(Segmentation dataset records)
--------------------

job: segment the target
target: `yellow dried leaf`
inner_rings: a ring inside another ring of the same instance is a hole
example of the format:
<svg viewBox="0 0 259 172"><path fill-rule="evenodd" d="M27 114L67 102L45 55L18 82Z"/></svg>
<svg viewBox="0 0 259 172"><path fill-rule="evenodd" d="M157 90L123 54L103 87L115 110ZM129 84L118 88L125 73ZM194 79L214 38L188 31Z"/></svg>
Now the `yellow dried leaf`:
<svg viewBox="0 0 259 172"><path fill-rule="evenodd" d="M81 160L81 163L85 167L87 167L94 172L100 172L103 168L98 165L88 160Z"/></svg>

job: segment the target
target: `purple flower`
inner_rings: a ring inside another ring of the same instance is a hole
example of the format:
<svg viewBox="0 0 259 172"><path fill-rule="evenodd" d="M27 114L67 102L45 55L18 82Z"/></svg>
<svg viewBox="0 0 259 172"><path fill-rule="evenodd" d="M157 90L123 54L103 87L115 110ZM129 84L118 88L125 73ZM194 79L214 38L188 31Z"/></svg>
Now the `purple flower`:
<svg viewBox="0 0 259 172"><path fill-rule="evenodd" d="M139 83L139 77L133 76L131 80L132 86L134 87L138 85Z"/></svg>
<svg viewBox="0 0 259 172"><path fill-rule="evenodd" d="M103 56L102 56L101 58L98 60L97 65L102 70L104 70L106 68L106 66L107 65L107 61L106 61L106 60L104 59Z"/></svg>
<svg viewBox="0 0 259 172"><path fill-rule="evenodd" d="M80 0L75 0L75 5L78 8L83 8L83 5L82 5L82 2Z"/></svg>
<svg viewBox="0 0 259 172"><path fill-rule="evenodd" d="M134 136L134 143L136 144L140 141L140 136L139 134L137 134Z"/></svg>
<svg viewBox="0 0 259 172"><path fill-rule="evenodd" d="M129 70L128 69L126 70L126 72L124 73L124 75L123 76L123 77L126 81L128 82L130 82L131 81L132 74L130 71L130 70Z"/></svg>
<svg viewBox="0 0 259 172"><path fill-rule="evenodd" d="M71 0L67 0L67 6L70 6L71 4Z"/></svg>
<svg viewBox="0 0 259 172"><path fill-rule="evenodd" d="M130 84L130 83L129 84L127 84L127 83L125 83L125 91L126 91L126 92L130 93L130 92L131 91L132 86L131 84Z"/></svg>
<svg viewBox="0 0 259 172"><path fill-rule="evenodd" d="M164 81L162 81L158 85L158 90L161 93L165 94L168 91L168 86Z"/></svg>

--------------------

_Work to be completed_
From the first line to the last, please quote the material above exactly.

_Answer to the exercise_
job: segment the target
target: `yellow dried leaf`
inner_rings: a ring inside another ring of the same instance is a hole
example of the format:
<svg viewBox="0 0 259 172"><path fill-rule="evenodd" d="M27 114L67 102L45 55L18 82Z"/></svg>
<svg viewBox="0 0 259 172"><path fill-rule="evenodd" d="M157 90L123 54L103 87L115 110ZM129 84L118 88L125 73ZM194 79L214 38L188 31Z"/></svg>
Now the `yellow dried leaf`:
<svg viewBox="0 0 259 172"><path fill-rule="evenodd" d="M81 160L81 163L85 167L87 167L94 172L100 172L103 168L98 165L88 160Z"/></svg>

job: segment the target
target: `purple flower`
inner_rings: a ring inside another ring of the same instance is a hole
example of the format:
<svg viewBox="0 0 259 172"><path fill-rule="evenodd" d="M27 114L67 102L45 55L18 82Z"/></svg>
<svg viewBox="0 0 259 172"><path fill-rule="evenodd" d="M157 90L123 54L103 87L115 110ZM129 84L118 88L125 73ZM194 79L214 38L188 31Z"/></svg>
Now the `purple flower`:
<svg viewBox="0 0 259 172"><path fill-rule="evenodd" d="M139 83L139 77L133 76L131 80L132 86L134 87L138 85Z"/></svg>
<svg viewBox="0 0 259 172"><path fill-rule="evenodd" d="M103 56L102 56L101 58L98 60L97 65L102 70L104 70L106 68L106 66L107 65L107 61L106 61L106 60L104 59Z"/></svg>
<svg viewBox="0 0 259 172"><path fill-rule="evenodd" d="M80 0L75 0L75 5L78 8L83 8L83 5L82 5L82 2Z"/></svg>
<svg viewBox="0 0 259 172"><path fill-rule="evenodd" d="M134 136L134 143L136 144L140 141L140 136L139 134L137 134Z"/></svg>
<svg viewBox="0 0 259 172"><path fill-rule="evenodd" d="M129 70L128 69L126 70L126 72L124 73L124 75L123 76L123 77L126 81L128 82L130 82L131 81L132 74L130 71L130 70Z"/></svg>
<svg viewBox="0 0 259 172"><path fill-rule="evenodd" d="M71 0L67 0L67 6L70 6L71 4Z"/></svg>
<svg viewBox="0 0 259 172"><path fill-rule="evenodd" d="M130 84L130 83L129 84L127 84L127 83L125 83L125 91L126 91L126 92L130 93L130 92L131 91L132 86L131 84Z"/></svg>
<svg viewBox="0 0 259 172"><path fill-rule="evenodd" d="M164 81L162 81L158 85L158 90L161 93L165 94L168 91L168 86Z"/></svg>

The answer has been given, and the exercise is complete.